**What this task involves:**
Copy the material below word for word, starting at its first line and ending at the line that holds "positive clicks: (174, 139)", with that line included.

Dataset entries
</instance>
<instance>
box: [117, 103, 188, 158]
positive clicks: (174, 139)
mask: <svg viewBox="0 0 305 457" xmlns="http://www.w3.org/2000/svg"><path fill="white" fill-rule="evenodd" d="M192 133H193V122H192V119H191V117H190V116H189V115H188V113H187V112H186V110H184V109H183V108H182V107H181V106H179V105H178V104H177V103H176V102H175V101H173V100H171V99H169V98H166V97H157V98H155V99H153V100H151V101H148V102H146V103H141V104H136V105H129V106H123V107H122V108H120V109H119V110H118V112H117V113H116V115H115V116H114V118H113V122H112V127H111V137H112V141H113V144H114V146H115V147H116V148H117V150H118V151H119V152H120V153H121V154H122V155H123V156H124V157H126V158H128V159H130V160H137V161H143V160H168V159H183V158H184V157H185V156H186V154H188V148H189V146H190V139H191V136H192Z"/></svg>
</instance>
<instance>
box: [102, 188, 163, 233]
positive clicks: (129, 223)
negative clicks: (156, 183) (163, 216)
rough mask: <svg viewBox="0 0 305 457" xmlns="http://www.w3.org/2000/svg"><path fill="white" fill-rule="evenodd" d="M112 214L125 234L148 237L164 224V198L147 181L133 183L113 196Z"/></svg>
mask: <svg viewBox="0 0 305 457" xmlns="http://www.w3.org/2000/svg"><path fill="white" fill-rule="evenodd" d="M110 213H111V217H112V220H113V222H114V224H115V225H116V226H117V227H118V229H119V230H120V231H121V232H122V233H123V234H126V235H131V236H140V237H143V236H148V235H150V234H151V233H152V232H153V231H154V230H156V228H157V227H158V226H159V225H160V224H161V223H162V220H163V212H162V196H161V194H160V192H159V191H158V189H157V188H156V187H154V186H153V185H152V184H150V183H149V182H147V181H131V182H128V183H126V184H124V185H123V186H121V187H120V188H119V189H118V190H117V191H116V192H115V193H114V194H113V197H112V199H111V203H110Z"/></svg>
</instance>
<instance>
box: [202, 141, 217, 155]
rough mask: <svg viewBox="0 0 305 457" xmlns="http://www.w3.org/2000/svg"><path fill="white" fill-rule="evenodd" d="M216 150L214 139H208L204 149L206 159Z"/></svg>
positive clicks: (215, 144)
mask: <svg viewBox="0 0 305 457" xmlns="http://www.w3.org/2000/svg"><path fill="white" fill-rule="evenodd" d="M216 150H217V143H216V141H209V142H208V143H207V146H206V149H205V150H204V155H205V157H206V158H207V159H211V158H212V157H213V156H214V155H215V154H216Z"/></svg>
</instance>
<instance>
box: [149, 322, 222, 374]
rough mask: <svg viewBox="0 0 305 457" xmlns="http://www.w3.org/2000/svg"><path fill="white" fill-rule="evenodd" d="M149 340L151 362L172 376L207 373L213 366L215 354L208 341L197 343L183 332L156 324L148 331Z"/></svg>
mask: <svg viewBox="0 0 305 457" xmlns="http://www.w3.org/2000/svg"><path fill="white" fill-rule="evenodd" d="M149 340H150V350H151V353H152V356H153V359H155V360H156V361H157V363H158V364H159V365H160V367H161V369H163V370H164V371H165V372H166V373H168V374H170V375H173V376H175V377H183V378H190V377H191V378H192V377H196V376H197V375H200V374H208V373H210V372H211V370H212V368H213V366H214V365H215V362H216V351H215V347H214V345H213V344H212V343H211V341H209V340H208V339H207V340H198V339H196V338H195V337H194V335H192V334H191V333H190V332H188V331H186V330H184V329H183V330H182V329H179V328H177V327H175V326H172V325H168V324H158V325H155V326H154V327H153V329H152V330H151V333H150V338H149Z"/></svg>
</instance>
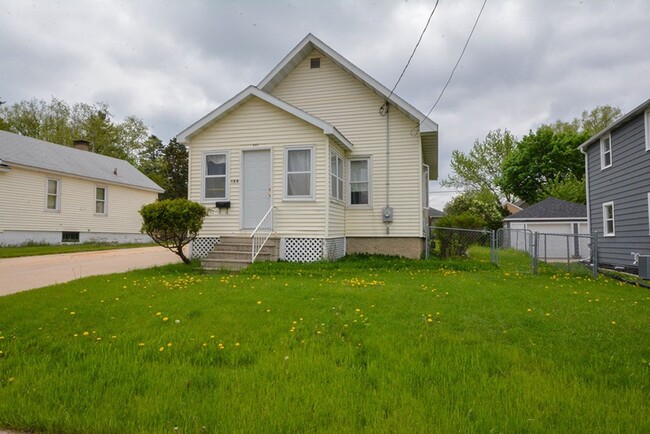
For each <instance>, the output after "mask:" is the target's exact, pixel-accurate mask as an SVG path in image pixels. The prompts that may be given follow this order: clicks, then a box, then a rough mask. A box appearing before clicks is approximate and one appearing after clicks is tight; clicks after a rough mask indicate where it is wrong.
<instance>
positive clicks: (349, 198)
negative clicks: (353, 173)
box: [347, 157, 372, 209]
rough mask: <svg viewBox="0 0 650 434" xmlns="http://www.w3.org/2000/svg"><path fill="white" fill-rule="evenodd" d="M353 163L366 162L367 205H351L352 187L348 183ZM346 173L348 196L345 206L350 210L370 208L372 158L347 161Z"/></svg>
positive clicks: (371, 189)
mask: <svg viewBox="0 0 650 434" xmlns="http://www.w3.org/2000/svg"><path fill="white" fill-rule="evenodd" d="M353 161H368V203H367V204H365V203H364V204H352V186H350V183H351V182H352V162H353ZM348 173H349V174H350V176H348V196H347V204H348V207H350V208H352V209H360V208H364V209H367V208H372V158H370V157H354V158H350V159H348Z"/></svg>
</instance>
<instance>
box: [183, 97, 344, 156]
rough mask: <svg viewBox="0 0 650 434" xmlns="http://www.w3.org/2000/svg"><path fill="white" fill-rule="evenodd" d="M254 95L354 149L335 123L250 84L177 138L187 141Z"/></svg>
mask: <svg viewBox="0 0 650 434" xmlns="http://www.w3.org/2000/svg"><path fill="white" fill-rule="evenodd" d="M252 97H257V98H259V99H261V100H263V101H266V102H267V103H269V104H271V105H273V106H275V107H277V108H279V109H280V110H283V111H285V112H287V113H290V114H292V115H293V116H296V117H297V118H300V119H302V120H303V121H305V122H307V123H309V124H311V125H313V126H315V127H316V128H318V129H321V130H323V133H324V134H325V135H327V136H328V137H330V138H331V139H332V140H334V141H335V142H336V143H337V144H339V145H340V146H342V147H343V148H346V149H349V150H351V149H352V143H350V141H349V140H348V139H346V138H345V137H344V136H343V134H341V133H340V132H339V131H338V130H337V129H336V128H335V127H334V126H333V125H331V124H329V123H327V122H325V121H323V120H322V119H319V118H317V117H316V116H313V115H310V114H309V113H307V112H305V111H303V110H301V109H299V108H298V107H296V106H293V105H291V104H288V103H286V102H284V101H282V100H281V99H279V98H276V97H274V96H273V95H270V94H268V93H266V92H264V91H262V90H260V89H258V88H257V87H255V86H248V87H247V88H246V89H244V90H242V91H241V92H239V93H238V94H237V95H235V96H234V97H233V98H231V99H230V100H228V101H226V102H225V103H224V104H222V105H221V106H219V107H217V108H216V109H215V110H213V111H211V112H210V113H208V114H207V115H205V116H204V117H202V118H201V119H199V120H198V121H196V122H195V123H193V124H192V125H190V126H189V127H187V128H186V129H185V130H183V131H182V132H181V133H179V134H178V136H177V140H178V141H179V142H181V143H187V141H188V140H189V139H190V138H191V137H192V136H193V135H195V134H197V133H199V132H200V131H201V130H203V129H204V128H206V127H207V126H209V125H210V124H212V123H213V122H216V121H218V120H219V119H221V118H223V117H225V116H226V115H228V114H229V113H230V112H232V111H233V110H235V109H237V108H238V107H239V106H241V105H242V104H244V103H245V102H246V101H248V100H249V99H251V98H252Z"/></svg>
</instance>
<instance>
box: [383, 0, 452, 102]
mask: <svg viewBox="0 0 650 434" xmlns="http://www.w3.org/2000/svg"><path fill="white" fill-rule="evenodd" d="M438 3H440V0H436V4H435V5H434V6H433V10H432V11H431V13H430V14H429V19H428V20H427V24H426V25H425V26H424V29H423V30H422V33H420V38H419V39H418V42H417V44H415V48H413V52H412V53H411V56H410V57H409V60H408V61H407V62H406V66H404V69H403V70H402V73H401V74H400V75H399V78H398V79H397V83H395V86H393V88H392V89H391V91H390V94H388V97H387V98H386V100H389V99H390V97H391V96H392V95H393V92H395V89H397V85H398V84H399V82H400V81H401V80H402V77H403V76H404V73H405V72H406V68H408V67H409V64H410V63H411V60H412V59H413V56H414V55H415V51H416V50H417V49H418V47H419V46H420V42H422V37H423V36H424V33H425V32H426V31H427V28H428V27H429V23H430V22H431V17H433V13H434V12H435V11H436V9H437V8H438Z"/></svg>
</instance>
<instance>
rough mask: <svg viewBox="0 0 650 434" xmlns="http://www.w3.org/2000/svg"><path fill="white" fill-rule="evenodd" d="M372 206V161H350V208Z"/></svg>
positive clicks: (361, 159) (362, 160)
mask: <svg viewBox="0 0 650 434" xmlns="http://www.w3.org/2000/svg"><path fill="white" fill-rule="evenodd" d="M356 205H370V159H369V158H359V159H353V160H350V206H356Z"/></svg>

**Exercise result:**
</instance>
<instance>
box: [117, 103, 188, 158]
positive clicks: (174, 139)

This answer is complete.